TEXTE FOURNI
:::::
Lundi 8 février 2016

J’ai participé le vendredi 5 février 2016 à l’émission de France-2, Ce Soir (ou Jamais). Cette émission est un débat, parfois court et chaotique, entre 8 personnes sous la houlette de l’animateur, Fréderic Taddei. Ceux qui ont vu l’émission[1] , et l’on annonce 422 000 spectateurs (soit 6,1% de «part du marché »), ont pu constater que plusieurs accrochages m’avaient opposé à M. Philippe DOUCET, député du PS, élu de la 5ème circonscription du Val-d’Oise. De ces accrochages, je retire que, dans un débat, c’est bien souvent l’inconscient qui parle. En voici trois exemples.

La justice, monsieur, et non la bienveillance !

Doucet a parlé de la « bienveillance » que les politiques devaient avoir envers les classes populaires. Ce mot, issu du vocabulaire de l’Education Nationale, révèle l’abominable mépris latent qu’a ce député, et avec lui on s’en doute une partie du P « S », pour ces classes dites populaires. Ces dernières ne réclament pas de l’amour, ou quelque sentiment qui provienne de l’affection, mais, bien plus simplement de la justice[2]. La justice sociale, bien sûr, mais aussi la justice économique et la justice dans le droit du travail, que la loi Macron veut mettre à mal en ce qui concerne les prud’hommes. Rappelons donc que le thème de l’émission était de savoir si la gauche était toujours au pouvoir. La gauche, celle qui se définit par un programme et non par des sentiments, ne le fut jamais depuis 2012. Il fallait être bien fou ou bien sot, et peut-être les deux, pour croire que François Hollande incarnait si peu que ce fut, l’idée de gauche. Du moins pouvait-on espérer qu’il fasse preuve de justice. Nous savons aujourd’hui où nous en sommes : dans le registre méprisant du maître qui s’adresse à l’élève. Cette « bienveillance », on ne doute nullement qu’elle s’applique aux agriculteurs qui crèvent littéralement sur place. On compte deux suicides par jour dans les exploitations agricoles, rappelons-le. Cette « bienveillance », on ne doute nullement qu’elle s’exerce envers les travailleurs de Goodyear ou d’Air France, condamnés à des peines de prisons fermes, alors que tant de fraudeurs millionnaires échappent à la moindre peine. C’est cela, sans doute, la « bienveillance » pour un gouvernement de prétendus « socialistes ».
:::::
(Extrait du jeu de données)

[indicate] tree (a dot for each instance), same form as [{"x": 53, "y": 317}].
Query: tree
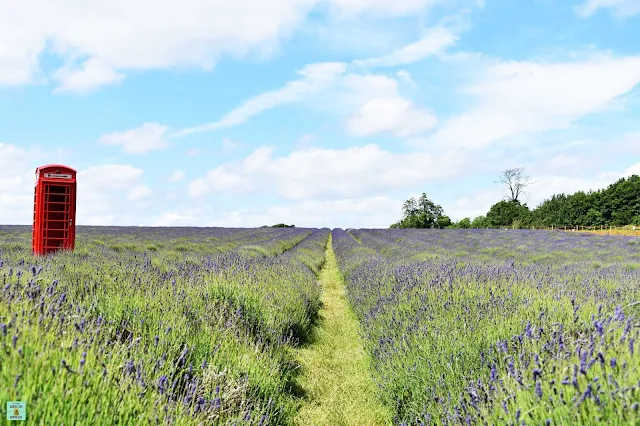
[
  {"x": 464, "y": 223},
  {"x": 515, "y": 181},
  {"x": 422, "y": 213},
  {"x": 504, "y": 213},
  {"x": 480, "y": 222}
]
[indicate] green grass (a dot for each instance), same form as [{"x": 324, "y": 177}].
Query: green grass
[
  {"x": 336, "y": 373},
  {"x": 121, "y": 319}
]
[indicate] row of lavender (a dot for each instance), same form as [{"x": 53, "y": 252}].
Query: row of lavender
[
  {"x": 142, "y": 326},
  {"x": 498, "y": 327}
]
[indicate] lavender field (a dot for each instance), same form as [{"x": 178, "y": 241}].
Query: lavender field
[
  {"x": 201, "y": 325},
  {"x": 157, "y": 326},
  {"x": 498, "y": 327}
]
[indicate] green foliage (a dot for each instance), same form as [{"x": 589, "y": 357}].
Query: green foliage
[
  {"x": 618, "y": 204},
  {"x": 464, "y": 223},
  {"x": 422, "y": 213},
  {"x": 504, "y": 213},
  {"x": 480, "y": 222},
  {"x": 137, "y": 328}
]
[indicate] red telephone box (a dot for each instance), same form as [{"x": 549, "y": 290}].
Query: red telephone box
[{"x": 54, "y": 209}]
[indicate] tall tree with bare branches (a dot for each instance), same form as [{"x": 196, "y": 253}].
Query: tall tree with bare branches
[{"x": 515, "y": 182}]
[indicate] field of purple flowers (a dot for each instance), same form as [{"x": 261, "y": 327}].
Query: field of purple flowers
[
  {"x": 498, "y": 327},
  {"x": 157, "y": 325}
]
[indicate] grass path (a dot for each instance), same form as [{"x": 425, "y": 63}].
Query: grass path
[{"x": 335, "y": 368}]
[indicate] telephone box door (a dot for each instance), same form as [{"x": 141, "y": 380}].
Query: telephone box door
[
  {"x": 58, "y": 226},
  {"x": 54, "y": 213}
]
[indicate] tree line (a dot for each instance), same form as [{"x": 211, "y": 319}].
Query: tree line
[{"x": 616, "y": 205}]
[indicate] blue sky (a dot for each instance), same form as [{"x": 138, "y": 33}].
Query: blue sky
[{"x": 317, "y": 113}]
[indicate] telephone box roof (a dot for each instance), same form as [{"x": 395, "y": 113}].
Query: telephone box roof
[{"x": 55, "y": 166}]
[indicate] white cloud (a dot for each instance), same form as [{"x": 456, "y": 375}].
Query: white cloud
[
  {"x": 190, "y": 33},
  {"x": 92, "y": 74},
  {"x": 17, "y": 168},
  {"x": 520, "y": 97},
  {"x": 620, "y": 8},
  {"x": 314, "y": 78},
  {"x": 381, "y": 7},
  {"x": 370, "y": 212},
  {"x": 394, "y": 114},
  {"x": 139, "y": 193},
  {"x": 19, "y": 49},
  {"x": 143, "y": 139},
  {"x": 229, "y": 145},
  {"x": 316, "y": 172},
  {"x": 305, "y": 141},
  {"x": 432, "y": 42},
  {"x": 148, "y": 34},
  {"x": 103, "y": 191},
  {"x": 176, "y": 176}
]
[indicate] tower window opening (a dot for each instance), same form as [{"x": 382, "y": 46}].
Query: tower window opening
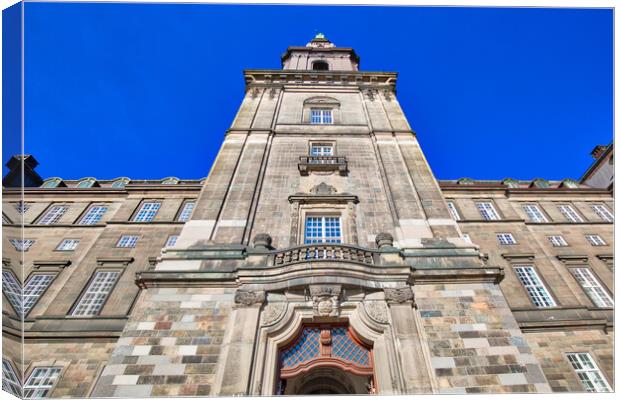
:::::
CONSIGNES DE L'EXERCICE
[1] D'après le texte sur l'émission Ce Soir (ou Jamais), quel était le thème du débat ?
[2] Poursuivez le texte sur l'émission Ce Soir (ou Jamais) à partir de sa dernière phrase.
Les entrées forment un ensemble à part, sans lien avec le texte.

RÉPONSES PAR CONSIGNE
[1] Savoir si la gauche était toujours au pouvoir.

[2]
Mais le terme de « bienveillance » a une autre implication. La défense de M. Doucet fut à cet égard lumineuse dans ce qu’elle révélât. Pour répliquer à mon attaque, il se fendit d’un long développement sur « l’écoute » dont il ferait preuve. Il ne se rendit pas compte que c’était les mots d’un prêtre qu’il utilisait. Un prêtre donc, apportant aux miséreux non des solutions mais des « consolations ». Et l’on ne pouvait mieux dire le glissement de la fonction politique, désormais vide de sens puisque l’Etat a abdiqué, au moins en partie, sa souveraineté, à la fonction religieuse ou de communication. Ici encore, l’inconscient – politique – parle. Il nous dit cet abandon du politique qui caractérise les « démocraties » européennes au profit de la technocratie, abandon qui ne laisse place qu’à l’affairisme (et l’affaire Cahuzac le montre entre d’autres) ou à la compassion. Mais il est clair qu’il n’y a plus de place pour la démocratie, c’est à dire le pouvoir du peuple, pour le peuple et par le peuple selon la célèbre formule de Lincoln. Il est à cet égard frappant et révélateur, que M. Doucet fasse de manière récurrente au « réel » comme si ce dernier constituait la seule explication possible et surtout autorisait une lecture simple et univoque. La réalité, qui n’est pas le « réel » des positivistes et autres sottises factualistes, s’avère stratifiée, contradictoire, et ne permet pas de référence directe et simple pour en tirer des « leçons ». Ce qui se cache derrière la formule du « réel » c’est la haine de la pensée et de ceux qui s’y essaient. Et cela fut, toujours, l’une des marques claires de l’extrême-droite.

L’euro ou l’austérité

Cette fin de la démocratie résulte de l’abandon de la souveraineté car, s’il peut y avoir des nations souveraines qui ne soient pas des démocraties on n’a jamais vu dans l’histoire de démocratie qui ne soit pas souveraine. On a fort peu – et je le regrette – parlé de souveraineté dans cette émission, mais il en fut fait mention. Mes deux interlocuteurs, Renaud Dely, le directeur de la rédaction du Nouvel Observateur renommé l’Obs dans un effort aussi désespéré que pathétique de regonfler ses ventes, et le député du parti dit socialiste, M. Doucet, y ont fait allusion à plusieurs reprises pour dire qu’il n’y avait pas d’autres choix entre la politique du gouvernement et le « souverainisme ». Celui-ci était accablé de tous les maux, dont celui de vouloir détruire ‘Europe.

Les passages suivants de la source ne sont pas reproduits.